Exercise instructions: In the article below on a survey of Australian economists about retail banks, how many of the economists responded to the statement?

Reading text Block Start

After three years and 35 polls, the Economic Society of Australia has received its first-ever unanimous response to a survey question.

It asked just over 50 of Australia’s leading economists to respond to this statement:

There is no way to significantly increase the degree to which Australian retail banks act in the interests of consumers.

Twenty did. All rejected the proposition that nothing could be done. But there was widespread disagreement about what should be done.

Most thought that regulations should be tightened and better enforced.

Mathew Butlin’s comments typify this “more regulation” approach:

The incentive structures for bank staff, from the top down, play a key role in shaping behaviour. A more complete set of performance measures linked to remuneration that strongly penalises behaviour not in the consumer interest would provide stronger incentives for better behaviour, especially when linked with reliable information on non-compliance going to management and ultimately the bank board and a requirement for both to take action.

A smaller group openly doubted that better regulations would help, because they were not confident that the current crop of regulators or politicians would be able to devise and properly enforce them.

Allan Fels gave the most damning response (with the highest word count) saying what was needed - among other things - was a “radical improvement in the performance” of the two main regulators, the Australian Securities and Investments Commission and the Australian Prudential Regulation Authority.

In particular they need a change of culture. This will prove to be harder to do than it sounds. People have been talking for over twenty years about the ASIC and APRA culture needing improvement.

Reading text Block End
Data supplied Block Start

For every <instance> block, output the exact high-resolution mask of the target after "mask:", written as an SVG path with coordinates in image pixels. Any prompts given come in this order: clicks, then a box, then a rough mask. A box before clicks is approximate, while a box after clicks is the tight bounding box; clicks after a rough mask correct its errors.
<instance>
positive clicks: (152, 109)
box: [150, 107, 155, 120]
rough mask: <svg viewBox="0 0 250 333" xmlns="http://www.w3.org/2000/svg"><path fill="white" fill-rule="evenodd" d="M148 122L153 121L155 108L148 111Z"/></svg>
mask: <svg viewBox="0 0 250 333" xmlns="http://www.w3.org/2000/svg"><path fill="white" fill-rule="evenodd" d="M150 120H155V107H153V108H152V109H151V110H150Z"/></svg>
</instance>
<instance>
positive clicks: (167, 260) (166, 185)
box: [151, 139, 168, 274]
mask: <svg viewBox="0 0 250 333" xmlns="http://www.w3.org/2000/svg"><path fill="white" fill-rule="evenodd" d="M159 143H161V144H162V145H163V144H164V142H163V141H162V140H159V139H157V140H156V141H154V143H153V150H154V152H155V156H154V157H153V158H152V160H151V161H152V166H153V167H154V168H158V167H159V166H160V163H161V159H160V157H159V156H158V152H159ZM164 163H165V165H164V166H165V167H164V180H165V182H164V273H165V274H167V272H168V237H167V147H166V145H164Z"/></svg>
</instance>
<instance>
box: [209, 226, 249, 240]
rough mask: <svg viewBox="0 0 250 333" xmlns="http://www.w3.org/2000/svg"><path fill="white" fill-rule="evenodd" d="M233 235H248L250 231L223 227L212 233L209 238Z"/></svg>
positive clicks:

Data supplied Block End

Expected answer: Twenty.